___ Passage shown ___

So, that is the usual approach with that kind of filters then. I knew there should be a better way  And it is not safe to just leave it open, right?

Thanks a lot, neven, for the late night responses.
Let's go to bed now


----------



## neven (May 15, 2010)

with fry, and cherry shrimp, normally a sponge is needed. For tetra's and other small fish, its fine without, as only weak fish will get pulled against an intake strainer


----------



## InfraredDream (Jun 24, 2010)

I will have neons and probably danios there. But shrimps and endlers hopefully will continue to have babies, so... I am getting a fine sponge on Saturday


----------



## Ursus sapien (Apr 21, 2010)

___ Stored records ___

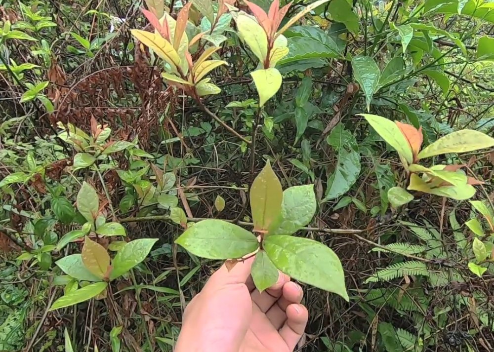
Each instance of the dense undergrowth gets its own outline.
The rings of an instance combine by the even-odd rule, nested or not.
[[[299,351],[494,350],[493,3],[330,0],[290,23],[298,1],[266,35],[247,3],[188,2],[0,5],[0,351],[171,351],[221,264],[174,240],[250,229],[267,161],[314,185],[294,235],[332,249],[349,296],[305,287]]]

___
___ Stored records ___

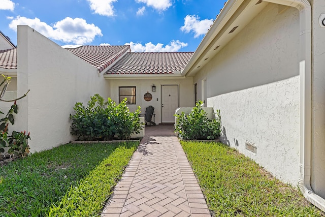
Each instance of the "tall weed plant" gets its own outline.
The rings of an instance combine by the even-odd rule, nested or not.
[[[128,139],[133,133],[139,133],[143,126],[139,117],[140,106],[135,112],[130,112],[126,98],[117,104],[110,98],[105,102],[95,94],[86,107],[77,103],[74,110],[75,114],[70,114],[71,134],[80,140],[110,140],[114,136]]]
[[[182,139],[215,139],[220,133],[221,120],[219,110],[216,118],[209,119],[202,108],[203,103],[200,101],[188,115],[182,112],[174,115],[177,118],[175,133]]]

___

> [Required actions]:
a. From the filter thread, print the text between "## neven (May" and "(Jun 24, 2010)", inclusive.
b. In the filter thread, what does InfraredDream say they will get on Saturday?
The records have no connection to the text.

> [The solutions]:
a.
## neven (May 15, 2010)

with fry, and cherry shrimp, normally a sponge is needed. For tetra's and other small fish, its fine without, as only weak fish will get pulled against an intake strainer


----------



## InfraredDream (Jun 24, 2010)

b. A fine sponge.